TASK GOAL: In the listing below, pick out lines with "beige".

PROVIDED MATERIAL:

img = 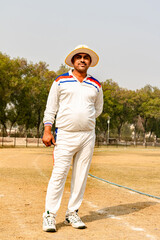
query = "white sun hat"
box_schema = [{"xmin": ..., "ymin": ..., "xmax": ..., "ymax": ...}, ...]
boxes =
[{"xmin": 65, "ymin": 44, "xmax": 99, "ymax": 67}]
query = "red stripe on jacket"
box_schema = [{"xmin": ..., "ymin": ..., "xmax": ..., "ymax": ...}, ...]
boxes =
[
  {"xmin": 87, "ymin": 77, "xmax": 101, "ymax": 88},
  {"xmin": 56, "ymin": 75, "xmax": 73, "ymax": 82}
]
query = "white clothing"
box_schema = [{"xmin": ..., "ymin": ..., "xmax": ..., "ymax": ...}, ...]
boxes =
[
  {"xmin": 44, "ymin": 70, "xmax": 103, "ymax": 215},
  {"xmin": 43, "ymin": 70, "xmax": 103, "ymax": 131},
  {"xmin": 45, "ymin": 129, "xmax": 95, "ymax": 214}
]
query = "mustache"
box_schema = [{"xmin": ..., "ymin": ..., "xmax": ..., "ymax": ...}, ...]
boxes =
[{"xmin": 79, "ymin": 61, "xmax": 86, "ymax": 65}]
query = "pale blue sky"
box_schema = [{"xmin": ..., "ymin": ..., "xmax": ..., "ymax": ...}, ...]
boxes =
[{"xmin": 0, "ymin": 0, "xmax": 160, "ymax": 90}]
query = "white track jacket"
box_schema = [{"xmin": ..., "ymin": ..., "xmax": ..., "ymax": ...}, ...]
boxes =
[{"xmin": 43, "ymin": 70, "xmax": 103, "ymax": 131}]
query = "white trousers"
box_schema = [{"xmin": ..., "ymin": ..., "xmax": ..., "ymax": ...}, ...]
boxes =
[{"xmin": 45, "ymin": 129, "xmax": 95, "ymax": 214}]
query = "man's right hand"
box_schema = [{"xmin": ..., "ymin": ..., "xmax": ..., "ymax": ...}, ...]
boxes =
[{"xmin": 42, "ymin": 126, "xmax": 56, "ymax": 147}]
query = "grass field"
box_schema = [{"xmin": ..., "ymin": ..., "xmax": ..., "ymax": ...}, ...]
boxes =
[
  {"xmin": 0, "ymin": 147, "xmax": 160, "ymax": 240},
  {"xmin": 92, "ymin": 147, "xmax": 160, "ymax": 196}
]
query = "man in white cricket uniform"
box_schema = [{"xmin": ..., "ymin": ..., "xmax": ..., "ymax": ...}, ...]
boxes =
[{"xmin": 42, "ymin": 45, "xmax": 103, "ymax": 232}]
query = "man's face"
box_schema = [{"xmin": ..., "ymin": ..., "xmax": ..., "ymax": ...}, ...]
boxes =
[{"xmin": 72, "ymin": 53, "xmax": 91, "ymax": 73}]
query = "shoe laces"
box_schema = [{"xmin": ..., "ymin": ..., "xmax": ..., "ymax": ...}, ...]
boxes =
[
  {"xmin": 46, "ymin": 214, "xmax": 55, "ymax": 226},
  {"xmin": 69, "ymin": 212, "xmax": 82, "ymax": 223}
]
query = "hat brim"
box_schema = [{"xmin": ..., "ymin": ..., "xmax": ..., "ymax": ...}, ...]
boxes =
[{"xmin": 65, "ymin": 47, "xmax": 99, "ymax": 67}]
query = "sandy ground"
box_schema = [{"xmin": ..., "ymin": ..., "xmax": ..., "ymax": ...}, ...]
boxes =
[{"xmin": 0, "ymin": 147, "xmax": 160, "ymax": 240}]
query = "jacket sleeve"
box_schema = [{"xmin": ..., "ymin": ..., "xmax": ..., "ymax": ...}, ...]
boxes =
[
  {"xmin": 95, "ymin": 86, "xmax": 103, "ymax": 118},
  {"xmin": 43, "ymin": 81, "xmax": 59, "ymax": 127}
]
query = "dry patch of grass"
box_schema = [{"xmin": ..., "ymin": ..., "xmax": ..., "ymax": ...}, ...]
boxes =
[{"xmin": 90, "ymin": 147, "xmax": 160, "ymax": 196}]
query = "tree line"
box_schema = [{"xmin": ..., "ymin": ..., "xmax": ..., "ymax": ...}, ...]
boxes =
[
  {"xmin": 1, "ymin": 52, "xmax": 160, "ymax": 144},
  {"xmin": 99, "ymin": 81, "xmax": 160, "ymax": 144}
]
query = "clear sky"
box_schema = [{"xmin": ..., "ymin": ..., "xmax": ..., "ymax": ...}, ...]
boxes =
[{"xmin": 0, "ymin": 0, "xmax": 160, "ymax": 90}]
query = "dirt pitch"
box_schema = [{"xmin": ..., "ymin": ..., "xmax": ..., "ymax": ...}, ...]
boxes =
[{"xmin": 0, "ymin": 147, "xmax": 160, "ymax": 240}]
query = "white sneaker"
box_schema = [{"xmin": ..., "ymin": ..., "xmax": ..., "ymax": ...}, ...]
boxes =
[
  {"xmin": 43, "ymin": 211, "xmax": 56, "ymax": 232},
  {"xmin": 64, "ymin": 210, "xmax": 86, "ymax": 229}
]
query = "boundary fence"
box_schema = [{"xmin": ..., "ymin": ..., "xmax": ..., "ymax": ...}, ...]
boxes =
[
  {"xmin": 0, "ymin": 137, "xmax": 44, "ymax": 147},
  {"xmin": 1, "ymin": 136, "xmax": 160, "ymax": 148}
]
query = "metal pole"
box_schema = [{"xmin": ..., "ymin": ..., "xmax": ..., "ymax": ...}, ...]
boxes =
[
  {"xmin": 107, "ymin": 117, "xmax": 110, "ymax": 145},
  {"xmin": 14, "ymin": 130, "xmax": 16, "ymax": 147},
  {"xmin": 26, "ymin": 137, "xmax": 27, "ymax": 147}
]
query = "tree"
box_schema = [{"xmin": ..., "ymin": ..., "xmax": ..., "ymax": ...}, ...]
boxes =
[
  {"xmin": 0, "ymin": 52, "xmax": 14, "ymax": 131},
  {"xmin": 27, "ymin": 62, "xmax": 56, "ymax": 141},
  {"xmin": 7, "ymin": 58, "xmax": 29, "ymax": 133},
  {"xmin": 56, "ymin": 64, "xmax": 70, "ymax": 76},
  {"xmin": 96, "ymin": 79, "xmax": 119, "ymax": 142},
  {"xmin": 13, "ymin": 61, "xmax": 56, "ymax": 143},
  {"xmin": 102, "ymin": 79, "xmax": 136, "ymax": 141}
]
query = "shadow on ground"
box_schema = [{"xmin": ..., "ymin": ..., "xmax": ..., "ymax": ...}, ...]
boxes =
[{"xmin": 56, "ymin": 201, "xmax": 158, "ymax": 230}]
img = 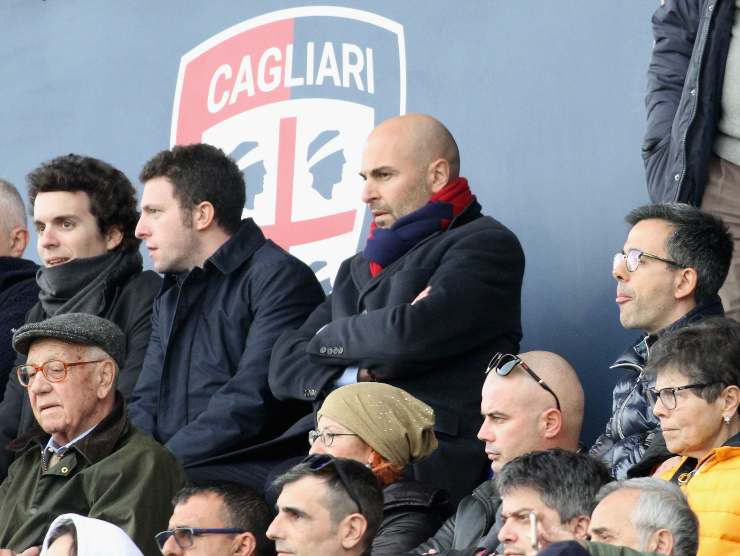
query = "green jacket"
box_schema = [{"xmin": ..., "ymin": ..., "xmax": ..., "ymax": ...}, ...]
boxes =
[
  {"xmin": 586, "ymin": 541, "xmax": 663, "ymax": 556},
  {"xmin": 0, "ymin": 395, "xmax": 186, "ymax": 556}
]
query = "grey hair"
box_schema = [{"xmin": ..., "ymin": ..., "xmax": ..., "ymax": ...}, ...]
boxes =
[
  {"xmin": 595, "ymin": 478, "xmax": 698, "ymax": 556},
  {"xmin": 0, "ymin": 178, "xmax": 27, "ymax": 231}
]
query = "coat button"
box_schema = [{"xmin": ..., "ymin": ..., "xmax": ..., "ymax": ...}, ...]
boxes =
[
  {"xmin": 320, "ymin": 346, "xmax": 327, "ymax": 354},
  {"xmin": 689, "ymin": 88, "xmax": 696, "ymax": 96},
  {"xmin": 60, "ymin": 467, "xmax": 69, "ymax": 474},
  {"xmin": 674, "ymin": 173, "xmax": 680, "ymax": 181},
  {"xmin": 338, "ymin": 347, "xmax": 344, "ymax": 354}
]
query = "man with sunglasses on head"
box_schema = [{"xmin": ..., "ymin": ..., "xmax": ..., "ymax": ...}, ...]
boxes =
[
  {"xmin": 590, "ymin": 203, "xmax": 733, "ymax": 480},
  {"xmin": 157, "ymin": 483, "xmax": 273, "ymax": 556},
  {"xmin": 266, "ymin": 455, "xmax": 383, "ymax": 556},
  {"xmin": 411, "ymin": 350, "xmax": 584, "ymax": 556},
  {"xmin": 0, "ymin": 313, "xmax": 185, "ymax": 556}
]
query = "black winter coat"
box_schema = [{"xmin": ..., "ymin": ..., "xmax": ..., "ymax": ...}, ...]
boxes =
[
  {"xmin": 269, "ymin": 202, "xmax": 524, "ymax": 503},
  {"xmin": 128, "ymin": 219, "xmax": 324, "ymax": 466},
  {"xmin": 0, "ymin": 253, "xmax": 160, "ymax": 480},
  {"xmin": 644, "ymin": 0, "xmax": 735, "ymax": 204},
  {"xmin": 410, "ymin": 479, "xmax": 500, "ymax": 555},
  {"xmin": 0, "ymin": 257, "xmax": 38, "ymax": 397},
  {"xmin": 373, "ymin": 480, "xmax": 451, "ymax": 556},
  {"xmin": 589, "ymin": 297, "xmax": 724, "ymax": 478}
]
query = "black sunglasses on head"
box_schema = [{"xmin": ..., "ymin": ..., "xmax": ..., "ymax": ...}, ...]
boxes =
[
  {"xmin": 486, "ymin": 352, "xmax": 562, "ymax": 411},
  {"xmin": 302, "ymin": 453, "xmax": 365, "ymax": 515}
]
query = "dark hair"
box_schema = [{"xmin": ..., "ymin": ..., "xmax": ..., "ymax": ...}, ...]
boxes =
[
  {"xmin": 626, "ymin": 203, "xmax": 732, "ymax": 304},
  {"xmin": 173, "ymin": 482, "xmax": 273, "ymax": 556},
  {"xmin": 27, "ymin": 154, "xmax": 140, "ymax": 253},
  {"xmin": 47, "ymin": 519, "xmax": 77, "ymax": 556},
  {"xmin": 496, "ymin": 449, "xmax": 611, "ymax": 523},
  {"xmin": 273, "ymin": 457, "xmax": 384, "ymax": 555},
  {"xmin": 140, "ymin": 143, "xmax": 245, "ymax": 235},
  {"xmin": 646, "ymin": 317, "xmax": 740, "ymax": 407}
]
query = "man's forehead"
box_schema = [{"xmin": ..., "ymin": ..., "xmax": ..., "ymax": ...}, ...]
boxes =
[
  {"xmin": 27, "ymin": 338, "xmax": 84, "ymax": 362},
  {"xmin": 171, "ymin": 492, "xmax": 225, "ymax": 526},
  {"xmin": 33, "ymin": 190, "xmax": 93, "ymax": 220},
  {"xmin": 501, "ymin": 486, "xmax": 547, "ymax": 514},
  {"xmin": 278, "ymin": 476, "xmax": 329, "ymax": 510},
  {"xmin": 625, "ymin": 218, "xmax": 674, "ymax": 249}
]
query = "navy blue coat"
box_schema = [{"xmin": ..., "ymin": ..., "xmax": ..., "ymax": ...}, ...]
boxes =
[
  {"xmin": 269, "ymin": 202, "xmax": 524, "ymax": 503},
  {"xmin": 644, "ymin": 0, "xmax": 735, "ymax": 204},
  {"xmin": 128, "ymin": 219, "xmax": 324, "ymax": 466}
]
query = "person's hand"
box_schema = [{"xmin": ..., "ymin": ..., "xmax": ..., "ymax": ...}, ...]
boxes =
[
  {"xmin": 0, "ymin": 547, "xmax": 40, "ymax": 556},
  {"xmin": 357, "ymin": 368, "xmax": 376, "ymax": 382},
  {"xmin": 412, "ymin": 285, "xmax": 432, "ymax": 304}
]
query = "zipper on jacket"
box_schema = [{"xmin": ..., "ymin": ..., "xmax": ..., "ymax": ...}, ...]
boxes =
[{"xmin": 612, "ymin": 366, "xmax": 645, "ymax": 440}]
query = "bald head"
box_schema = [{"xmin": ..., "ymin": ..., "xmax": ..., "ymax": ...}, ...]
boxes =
[
  {"xmin": 368, "ymin": 114, "xmax": 460, "ymax": 180},
  {"xmin": 0, "ymin": 178, "xmax": 29, "ymax": 257},
  {"xmin": 479, "ymin": 351, "xmax": 583, "ymax": 471}
]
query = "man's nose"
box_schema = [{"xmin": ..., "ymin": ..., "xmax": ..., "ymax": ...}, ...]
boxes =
[
  {"xmin": 612, "ymin": 254, "xmax": 628, "ymax": 281},
  {"xmin": 38, "ymin": 227, "xmax": 58, "ymax": 248},
  {"xmin": 161, "ymin": 533, "xmax": 183, "ymax": 556},
  {"xmin": 497, "ymin": 519, "xmax": 516, "ymax": 544},
  {"xmin": 266, "ymin": 516, "xmax": 282, "ymax": 541},
  {"xmin": 28, "ymin": 371, "xmax": 51, "ymax": 395},
  {"xmin": 361, "ymin": 181, "xmax": 376, "ymax": 204},
  {"xmin": 477, "ymin": 420, "xmax": 494, "ymax": 443},
  {"xmin": 134, "ymin": 216, "xmax": 148, "ymax": 239}
]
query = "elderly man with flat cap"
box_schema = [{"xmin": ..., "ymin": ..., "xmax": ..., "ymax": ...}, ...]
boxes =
[{"xmin": 0, "ymin": 313, "xmax": 185, "ymax": 556}]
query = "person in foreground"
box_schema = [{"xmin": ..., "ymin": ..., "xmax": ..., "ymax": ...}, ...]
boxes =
[
  {"xmin": 40, "ymin": 513, "xmax": 143, "ymax": 556},
  {"xmin": 0, "ymin": 313, "xmax": 185, "ymax": 556},
  {"xmin": 157, "ymin": 483, "xmax": 274, "ymax": 556},
  {"xmin": 267, "ymin": 455, "xmax": 383, "ymax": 556},
  {"xmin": 411, "ymin": 351, "xmax": 584, "ymax": 555},
  {"xmin": 589, "ymin": 478, "xmax": 698, "ymax": 556},
  {"xmin": 269, "ymin": 113, "xmax": 525, "ymax": 504},
  {"xmin": 648, "ymin": 317, "xmax": 740, "ymax": 556},
  {"xmin": 309, "ymin": 383, "xmax": 450, "ymax": 554}
]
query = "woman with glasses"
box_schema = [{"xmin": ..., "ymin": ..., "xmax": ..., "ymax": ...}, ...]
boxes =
[
  {"xmin": 308, "ymin": 382, "xmax": 450, "ymax": 555},
  {"xmin": 40, "ymin": 513, "xmax": 143, "ymax": 556},
  {"xmin": 647, "ymin": 318, "xmax": 740, "ymax": 556}
]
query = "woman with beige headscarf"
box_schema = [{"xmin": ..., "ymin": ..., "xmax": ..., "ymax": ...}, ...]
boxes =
[{"xmin": 309, "ymin": 382, "xmax": 450, "ymax": 555}]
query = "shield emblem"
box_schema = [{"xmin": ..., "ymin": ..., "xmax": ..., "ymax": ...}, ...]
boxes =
[{"xmin": 171, "ymin": 7, "xmax": 406, "ymax": 291}]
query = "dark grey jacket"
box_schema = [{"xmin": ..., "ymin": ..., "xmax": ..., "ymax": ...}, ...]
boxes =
[{"xmin": 644, "ymin": 0, "xmax": 735, "ymax": 204}]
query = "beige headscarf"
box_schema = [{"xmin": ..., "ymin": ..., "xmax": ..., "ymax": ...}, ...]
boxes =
[{"xmin": 317, "ymin": 383, "xmax": 438, "ymax": 467}]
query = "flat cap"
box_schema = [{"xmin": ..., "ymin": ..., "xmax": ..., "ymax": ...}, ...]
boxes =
[{"xmin": 13, "ymin": 313, "xmax": 125, "ymax": 368}]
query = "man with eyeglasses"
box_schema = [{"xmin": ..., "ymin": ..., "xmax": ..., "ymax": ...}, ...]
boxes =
[
  {"xmin": 411, "ymin": 350, "xmax": 584, "ymax": 556},
  {"xmin": 157, "ymin": 483, "xmax": 273, "ymax": 556},
  {"xmin": 267, "ymin": 455, "xmax": 384, "ymax": 556},
  {"xmin": 0, "ymin": 313, "xmax": 185, "ymax": 556},
  {"xmin": 590, "ymin": 203, "xmax": 733, "ymax": 480}
]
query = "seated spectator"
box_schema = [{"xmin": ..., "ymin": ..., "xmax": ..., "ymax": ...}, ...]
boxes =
[
  {"xmin": 267, "ymin": 455, "xmax": 383, "ymax": 556},
  {"xmin": 0, "ymin": 179, "xmax": 38, "ymax": 396},
  {"xmin": 412, "ymin": 351, "xmax": 584, "ymax": 555},
  {"xmin": 0, "ymin": 313, "xmax": 185, "ymax": 556},
  {"xmin": 129, "ymin": 143, "xmax": 323, "ymax": 490},
  {"xmin": 309, "ymin": 383, "xmax": 450, "ymax": 555},
  {"xmin": 40, "ymin": 513, "xmax": 143, "ymax": 556},
  {"xmin": 157, "ymin": 483, "xmax": 273, "ymax": 556},
  {"xmin": 589, "ymin": 478, "xmax": 698, "ymax": 556},
  {"xmin": 0, "ymin": 154, "xmax": 162, "ymax": 480},
  {"xmin": 495, "ymin": 449, "xmax": 611, "ymax": 554},
  {"xmin": 647, "ymin": 317, "xmax": 740, "ymax": 556},
  {"xmin": 591, "ymin": 203, "xmax": 732, "ymax": 480}
]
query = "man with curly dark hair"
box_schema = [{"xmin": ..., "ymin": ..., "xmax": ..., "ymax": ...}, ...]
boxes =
[
  {"xmin": 0, "ymin": 154, "xmax": 162, "ymax": 481},
  {"xmin": 128, "ymin": 143, "xmax": 324, "ymax": 492}
]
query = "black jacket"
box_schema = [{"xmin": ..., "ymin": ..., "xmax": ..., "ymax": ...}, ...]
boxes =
[
  {"xmin": 128, "ymin": 219, "xmax": 324, "ymax": 466},
  {"xmin": 269, "ymin": 202, "xmax": 524, "ymax": 502},
  {"xmin": 644, "ymin": 0, "xmax": 735, "ymax": 204},
  {"xmin": 373, "ymin": 480, "xmax": 451, "ymax": 556},
  {"xmin": 0, "ymin": 252, "xmax": 160, "ymax": 479},
  {"xmin": 411, "ymin": 479, "xmax": 500, "ymax": 555},
  {"xmin": 0, "ymin": 257, "xmax": 38, "ymax": 397},
  {"xmin": 589, "ymin": 297, "xmax": 724, "ymax": 478}
]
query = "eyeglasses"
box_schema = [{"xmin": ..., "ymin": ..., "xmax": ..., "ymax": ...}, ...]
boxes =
[
  {"xmin": 308, "ymin": 429, "xmax": 359, "ymax": 447},
  {"xmin": 486, "ymin": 353, "xmax": 561, "ymax": 411},
  {"xmin": 154, "ymin": 527, "xmax": 247, "ymax": 551},
  {"xmin": 15, "ymin": 359, "xmax": 106, "ymax": 388},
  {"xmin": 647, "ymin": 382, "xmax": 717, "ymax": 410},
  {"xmin": 304, "ymin": 453, "xmax": 364, "ymax": 515},
  {"xmin": 613, "ymin": 249, "xmax": 682, "ymax": 273}
]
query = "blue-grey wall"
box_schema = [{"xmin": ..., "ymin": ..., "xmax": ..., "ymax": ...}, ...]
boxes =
[{"xmin": 0, "ymin": 0, "xmax": 656, "ymax": 444}]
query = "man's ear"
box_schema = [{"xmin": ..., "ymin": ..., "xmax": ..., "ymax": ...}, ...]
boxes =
[
  {"xmin": 104, "ymin": 226, "xmax": 124, "ymax": 251},
  {"xmin": 673, "ymin": 267, "xmax": 698, "ymax": 301},
  {"xmin": 570, "ymin": 516, "xmax": 591, "ymax": 540},
  {"xmin": 541, "ymin": 408, "xmax": 563, "ymax": 440},
  {"xmin": 339, "ymin": 514, "xmax": 368, "ymax": 551},
  {"xmin": 95, "ymin": 359, "xmax": 116, "ymax": 399},
  {"xmin": 232, "ymin": 531, "xmax": 257, "ymax": 556},
  {"xmin": 193, "ymin": 201, "xmax": 216, "ymax": 231},
  {"xmin": 427, "ymin": 158, "xmax": 451, "ymax": 194},
  {"xmin": 9, "ymin": 227, "xmax": 29, "ymax": 257},
  {"xmin": 647, "ymin": 529, "xmax": 675, "ymax": 555}
]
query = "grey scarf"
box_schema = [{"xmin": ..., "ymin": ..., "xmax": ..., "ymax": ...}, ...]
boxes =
[{"xmin": 36, "ymin": 250, "xmax": 142, "ymax": 317}]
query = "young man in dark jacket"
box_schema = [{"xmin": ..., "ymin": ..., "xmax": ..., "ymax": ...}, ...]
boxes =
[
  {"xmin": 0, "ymin": 179, "xmax": 38, "ymax": 396},
  {"xmin": 644, "ymin": 0, "xmax": 740, "ymax": 320},
  {"xmin": 128, "ymin": 143, "xmax": 324, "ymax": 491},
  {"xmin": 0, "ymin": 155, "xmax": 161, "ymax": 480},
  {"xmin": 269, "ymin": 114, "xmax": 525, "ymax": 505},
  {"xmin": 589, "ymin": 203, "xmax": 732, "ymax": 479}
]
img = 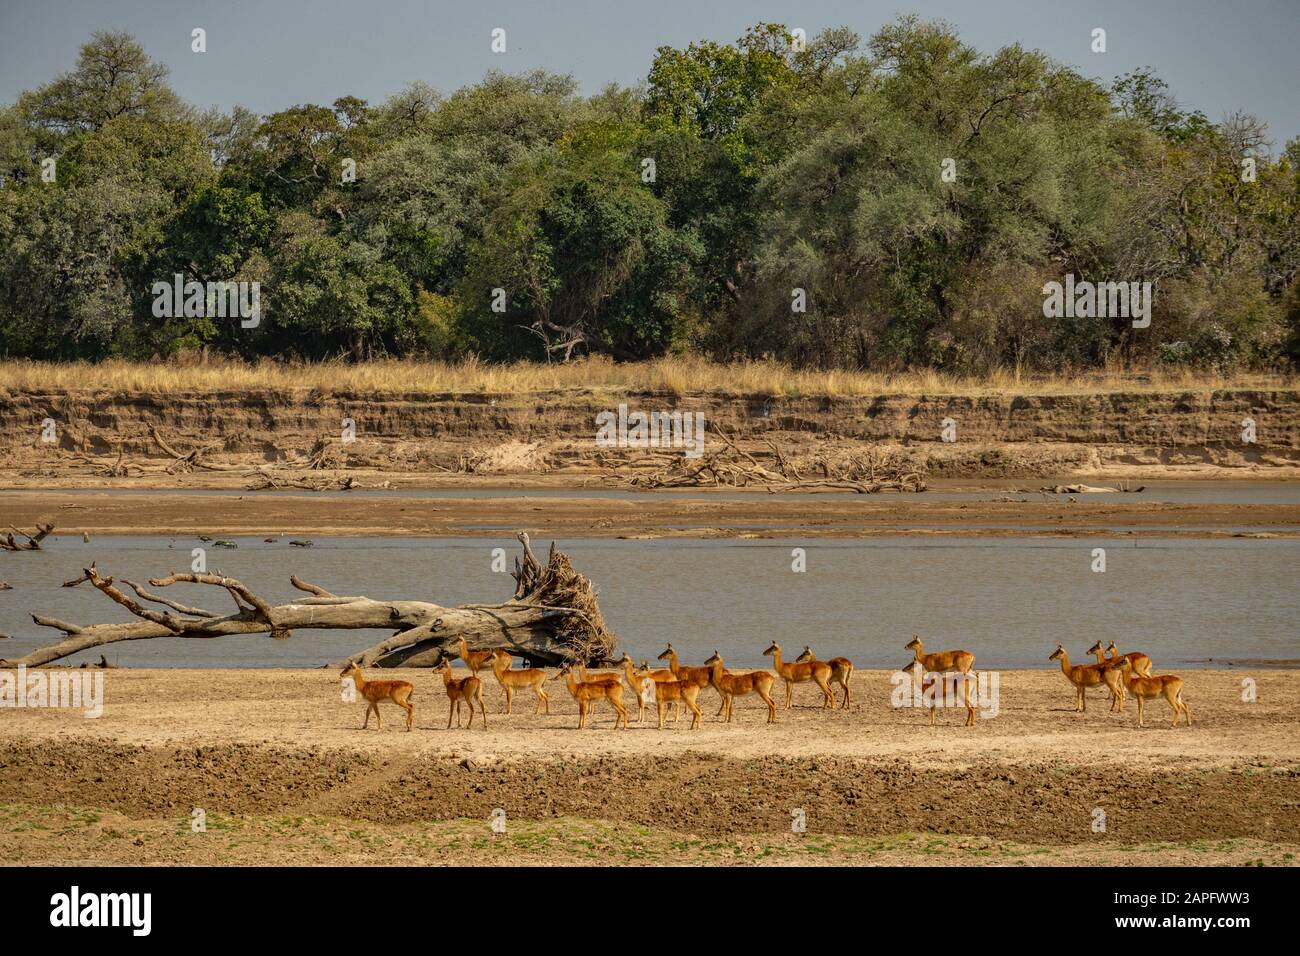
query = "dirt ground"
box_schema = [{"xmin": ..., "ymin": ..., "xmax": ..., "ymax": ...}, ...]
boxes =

OUTPUT OF THE TASK:
query = "woman with beige headscarf"
query = "beige headscarf"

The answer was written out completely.